Top of MATERIAL TO PROCESS
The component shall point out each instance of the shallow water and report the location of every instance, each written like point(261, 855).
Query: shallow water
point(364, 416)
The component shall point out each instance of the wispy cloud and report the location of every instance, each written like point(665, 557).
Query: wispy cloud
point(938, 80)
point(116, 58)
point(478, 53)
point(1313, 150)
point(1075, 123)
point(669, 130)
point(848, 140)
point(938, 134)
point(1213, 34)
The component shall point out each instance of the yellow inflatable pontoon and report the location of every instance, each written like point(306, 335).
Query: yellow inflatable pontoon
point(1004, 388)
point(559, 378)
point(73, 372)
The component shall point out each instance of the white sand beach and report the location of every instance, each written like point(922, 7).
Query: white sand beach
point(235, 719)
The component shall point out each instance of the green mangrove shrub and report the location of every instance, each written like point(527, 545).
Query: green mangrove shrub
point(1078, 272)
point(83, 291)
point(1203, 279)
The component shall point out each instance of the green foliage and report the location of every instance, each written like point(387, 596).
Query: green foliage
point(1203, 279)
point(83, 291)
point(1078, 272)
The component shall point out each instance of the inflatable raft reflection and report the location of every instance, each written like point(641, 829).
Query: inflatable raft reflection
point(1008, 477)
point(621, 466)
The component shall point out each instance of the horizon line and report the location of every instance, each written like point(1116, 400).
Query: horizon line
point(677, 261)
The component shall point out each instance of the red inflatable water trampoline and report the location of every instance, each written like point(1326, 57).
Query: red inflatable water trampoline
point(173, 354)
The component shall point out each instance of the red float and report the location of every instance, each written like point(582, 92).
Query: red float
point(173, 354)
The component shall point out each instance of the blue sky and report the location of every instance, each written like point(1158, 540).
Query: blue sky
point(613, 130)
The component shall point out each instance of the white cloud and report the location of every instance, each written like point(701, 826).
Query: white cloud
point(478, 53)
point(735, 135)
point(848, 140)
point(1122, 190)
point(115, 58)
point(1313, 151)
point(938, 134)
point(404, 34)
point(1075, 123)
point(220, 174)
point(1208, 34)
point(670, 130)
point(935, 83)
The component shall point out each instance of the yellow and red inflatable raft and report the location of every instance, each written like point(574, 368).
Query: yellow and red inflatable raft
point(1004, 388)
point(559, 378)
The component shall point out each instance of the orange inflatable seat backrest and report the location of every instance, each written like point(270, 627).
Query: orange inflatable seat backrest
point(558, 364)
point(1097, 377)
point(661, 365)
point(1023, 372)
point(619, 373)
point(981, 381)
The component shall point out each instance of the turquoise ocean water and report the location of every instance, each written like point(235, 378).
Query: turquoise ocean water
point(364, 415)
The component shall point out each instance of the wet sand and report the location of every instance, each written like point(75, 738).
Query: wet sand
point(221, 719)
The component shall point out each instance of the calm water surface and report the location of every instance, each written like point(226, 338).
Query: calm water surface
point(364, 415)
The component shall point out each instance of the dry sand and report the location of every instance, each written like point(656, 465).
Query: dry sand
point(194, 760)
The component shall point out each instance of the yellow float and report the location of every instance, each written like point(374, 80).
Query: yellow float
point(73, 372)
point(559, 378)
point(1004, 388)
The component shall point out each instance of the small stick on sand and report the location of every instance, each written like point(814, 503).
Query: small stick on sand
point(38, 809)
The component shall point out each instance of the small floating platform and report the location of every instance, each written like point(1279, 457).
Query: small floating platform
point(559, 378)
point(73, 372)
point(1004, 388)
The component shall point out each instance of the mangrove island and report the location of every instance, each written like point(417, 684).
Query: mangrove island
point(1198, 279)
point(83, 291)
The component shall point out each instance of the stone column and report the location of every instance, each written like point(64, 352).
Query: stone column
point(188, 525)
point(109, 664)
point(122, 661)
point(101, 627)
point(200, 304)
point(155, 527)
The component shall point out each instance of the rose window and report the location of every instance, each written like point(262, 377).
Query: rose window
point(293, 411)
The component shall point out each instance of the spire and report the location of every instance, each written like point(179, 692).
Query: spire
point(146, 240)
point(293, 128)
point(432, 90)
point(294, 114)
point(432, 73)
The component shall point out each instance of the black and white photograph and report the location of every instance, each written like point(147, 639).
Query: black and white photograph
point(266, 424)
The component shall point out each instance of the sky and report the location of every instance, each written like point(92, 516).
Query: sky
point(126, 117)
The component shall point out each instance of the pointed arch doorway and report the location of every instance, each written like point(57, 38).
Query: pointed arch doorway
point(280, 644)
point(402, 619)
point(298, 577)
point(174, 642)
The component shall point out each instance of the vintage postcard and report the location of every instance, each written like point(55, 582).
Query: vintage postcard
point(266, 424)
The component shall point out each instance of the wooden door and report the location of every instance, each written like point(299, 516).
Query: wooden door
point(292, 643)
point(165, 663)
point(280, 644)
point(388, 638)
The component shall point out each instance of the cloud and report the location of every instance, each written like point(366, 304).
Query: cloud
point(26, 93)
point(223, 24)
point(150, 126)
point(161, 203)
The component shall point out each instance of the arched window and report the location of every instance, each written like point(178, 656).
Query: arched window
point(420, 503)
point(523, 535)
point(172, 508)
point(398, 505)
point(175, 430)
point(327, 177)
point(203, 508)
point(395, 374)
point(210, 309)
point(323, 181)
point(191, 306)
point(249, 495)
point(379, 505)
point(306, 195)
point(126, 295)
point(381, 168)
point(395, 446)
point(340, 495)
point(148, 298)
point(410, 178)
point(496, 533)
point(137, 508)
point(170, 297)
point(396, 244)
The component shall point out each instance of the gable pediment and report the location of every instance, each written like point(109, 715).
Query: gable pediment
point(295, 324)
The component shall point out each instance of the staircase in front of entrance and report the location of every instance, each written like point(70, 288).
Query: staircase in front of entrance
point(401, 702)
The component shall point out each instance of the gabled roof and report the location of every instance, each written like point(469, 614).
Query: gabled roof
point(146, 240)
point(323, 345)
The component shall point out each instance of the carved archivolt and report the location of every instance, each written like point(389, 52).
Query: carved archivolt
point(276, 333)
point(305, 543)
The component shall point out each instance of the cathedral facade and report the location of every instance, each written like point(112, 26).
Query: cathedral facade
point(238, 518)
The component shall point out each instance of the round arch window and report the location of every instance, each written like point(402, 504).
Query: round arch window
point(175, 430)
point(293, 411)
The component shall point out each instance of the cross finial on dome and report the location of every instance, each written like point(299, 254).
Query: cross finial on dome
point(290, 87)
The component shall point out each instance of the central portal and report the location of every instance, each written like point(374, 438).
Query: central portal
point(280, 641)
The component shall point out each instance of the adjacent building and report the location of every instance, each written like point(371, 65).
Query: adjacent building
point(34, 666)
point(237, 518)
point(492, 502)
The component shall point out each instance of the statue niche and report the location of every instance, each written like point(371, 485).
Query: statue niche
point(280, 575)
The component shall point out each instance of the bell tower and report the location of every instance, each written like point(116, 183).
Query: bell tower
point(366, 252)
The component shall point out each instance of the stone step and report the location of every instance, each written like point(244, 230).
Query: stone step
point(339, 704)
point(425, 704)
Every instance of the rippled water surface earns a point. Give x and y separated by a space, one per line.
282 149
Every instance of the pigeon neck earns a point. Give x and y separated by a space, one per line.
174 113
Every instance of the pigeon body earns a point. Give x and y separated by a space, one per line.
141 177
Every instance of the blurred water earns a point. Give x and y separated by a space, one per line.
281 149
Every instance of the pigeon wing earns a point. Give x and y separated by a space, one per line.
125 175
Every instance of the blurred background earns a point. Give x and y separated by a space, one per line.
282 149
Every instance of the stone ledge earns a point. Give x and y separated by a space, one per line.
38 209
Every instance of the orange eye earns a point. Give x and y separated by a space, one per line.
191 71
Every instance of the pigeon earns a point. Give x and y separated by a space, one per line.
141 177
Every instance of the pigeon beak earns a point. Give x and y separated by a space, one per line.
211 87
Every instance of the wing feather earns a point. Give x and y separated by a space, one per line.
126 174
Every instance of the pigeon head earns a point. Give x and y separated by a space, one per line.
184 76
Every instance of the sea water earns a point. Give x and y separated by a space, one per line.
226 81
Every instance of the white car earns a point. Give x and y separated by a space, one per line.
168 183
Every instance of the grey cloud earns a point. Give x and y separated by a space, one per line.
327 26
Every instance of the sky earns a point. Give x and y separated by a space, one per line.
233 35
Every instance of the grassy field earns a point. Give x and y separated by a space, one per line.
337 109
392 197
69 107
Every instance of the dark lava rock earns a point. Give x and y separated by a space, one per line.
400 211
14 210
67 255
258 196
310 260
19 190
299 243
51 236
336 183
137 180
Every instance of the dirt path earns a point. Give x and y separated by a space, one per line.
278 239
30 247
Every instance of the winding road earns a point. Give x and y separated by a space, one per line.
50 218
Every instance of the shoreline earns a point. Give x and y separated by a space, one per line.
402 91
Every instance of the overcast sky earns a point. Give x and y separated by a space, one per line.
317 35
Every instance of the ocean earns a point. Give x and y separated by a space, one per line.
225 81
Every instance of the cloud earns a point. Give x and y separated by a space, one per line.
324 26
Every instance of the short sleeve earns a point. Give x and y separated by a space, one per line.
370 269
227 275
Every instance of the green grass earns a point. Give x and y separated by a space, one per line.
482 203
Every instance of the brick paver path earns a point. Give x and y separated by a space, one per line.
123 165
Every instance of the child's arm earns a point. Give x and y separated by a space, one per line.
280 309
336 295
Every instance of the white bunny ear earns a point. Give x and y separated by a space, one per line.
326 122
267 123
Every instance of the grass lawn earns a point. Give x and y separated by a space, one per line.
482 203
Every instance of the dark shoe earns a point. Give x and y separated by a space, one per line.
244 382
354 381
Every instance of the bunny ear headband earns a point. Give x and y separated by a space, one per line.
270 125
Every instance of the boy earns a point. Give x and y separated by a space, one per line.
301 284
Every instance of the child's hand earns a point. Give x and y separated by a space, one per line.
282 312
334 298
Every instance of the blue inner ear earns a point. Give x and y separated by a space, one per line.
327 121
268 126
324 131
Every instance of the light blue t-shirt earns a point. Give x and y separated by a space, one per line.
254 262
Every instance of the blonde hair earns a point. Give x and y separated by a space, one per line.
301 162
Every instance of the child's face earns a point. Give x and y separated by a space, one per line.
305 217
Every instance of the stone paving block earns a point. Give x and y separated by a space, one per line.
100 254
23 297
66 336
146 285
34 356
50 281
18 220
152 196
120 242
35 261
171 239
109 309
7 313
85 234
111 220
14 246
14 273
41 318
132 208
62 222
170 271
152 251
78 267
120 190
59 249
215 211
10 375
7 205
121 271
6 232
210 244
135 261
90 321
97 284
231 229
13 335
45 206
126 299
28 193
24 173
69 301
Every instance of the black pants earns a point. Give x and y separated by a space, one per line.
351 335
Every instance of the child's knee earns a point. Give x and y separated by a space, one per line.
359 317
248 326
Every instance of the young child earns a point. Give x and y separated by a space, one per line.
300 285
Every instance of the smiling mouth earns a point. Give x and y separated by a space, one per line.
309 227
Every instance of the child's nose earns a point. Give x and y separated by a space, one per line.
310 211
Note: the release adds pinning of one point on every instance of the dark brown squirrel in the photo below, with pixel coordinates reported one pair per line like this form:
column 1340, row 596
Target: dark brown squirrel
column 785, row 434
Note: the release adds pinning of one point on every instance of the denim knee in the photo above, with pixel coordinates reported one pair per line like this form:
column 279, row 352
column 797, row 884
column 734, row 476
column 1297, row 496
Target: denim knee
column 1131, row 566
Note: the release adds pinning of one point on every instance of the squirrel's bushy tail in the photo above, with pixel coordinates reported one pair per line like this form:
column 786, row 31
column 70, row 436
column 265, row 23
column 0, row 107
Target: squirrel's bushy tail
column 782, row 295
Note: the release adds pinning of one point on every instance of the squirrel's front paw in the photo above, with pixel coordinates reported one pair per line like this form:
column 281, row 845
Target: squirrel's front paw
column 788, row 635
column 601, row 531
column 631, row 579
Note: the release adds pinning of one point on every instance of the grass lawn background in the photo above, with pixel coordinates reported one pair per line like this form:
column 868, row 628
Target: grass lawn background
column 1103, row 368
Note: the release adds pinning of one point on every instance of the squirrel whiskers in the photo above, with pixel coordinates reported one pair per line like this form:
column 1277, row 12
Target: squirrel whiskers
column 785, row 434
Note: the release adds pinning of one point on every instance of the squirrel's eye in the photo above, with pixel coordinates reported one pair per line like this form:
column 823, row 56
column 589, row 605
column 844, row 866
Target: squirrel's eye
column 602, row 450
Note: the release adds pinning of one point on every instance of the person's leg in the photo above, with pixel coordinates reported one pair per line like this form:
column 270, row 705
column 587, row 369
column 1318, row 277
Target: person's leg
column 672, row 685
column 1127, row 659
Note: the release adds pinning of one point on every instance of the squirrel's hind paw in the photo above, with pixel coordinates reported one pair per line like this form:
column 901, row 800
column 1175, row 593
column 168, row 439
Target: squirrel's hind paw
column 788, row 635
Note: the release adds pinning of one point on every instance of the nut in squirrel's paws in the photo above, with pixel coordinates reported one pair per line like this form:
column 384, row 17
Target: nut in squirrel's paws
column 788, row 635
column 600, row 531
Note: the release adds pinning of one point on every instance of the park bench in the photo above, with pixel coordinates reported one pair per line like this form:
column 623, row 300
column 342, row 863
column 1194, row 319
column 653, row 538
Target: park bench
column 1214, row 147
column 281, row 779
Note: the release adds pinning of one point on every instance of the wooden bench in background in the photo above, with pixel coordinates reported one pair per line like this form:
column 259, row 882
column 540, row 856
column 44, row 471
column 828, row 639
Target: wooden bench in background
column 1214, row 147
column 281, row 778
Bottom of MATERIAL TO PROCESS
WORK REQUEST: Only the count, nothing else: how many lines of the records hold the word "above"?

ANSWER TO THIS TASK: 11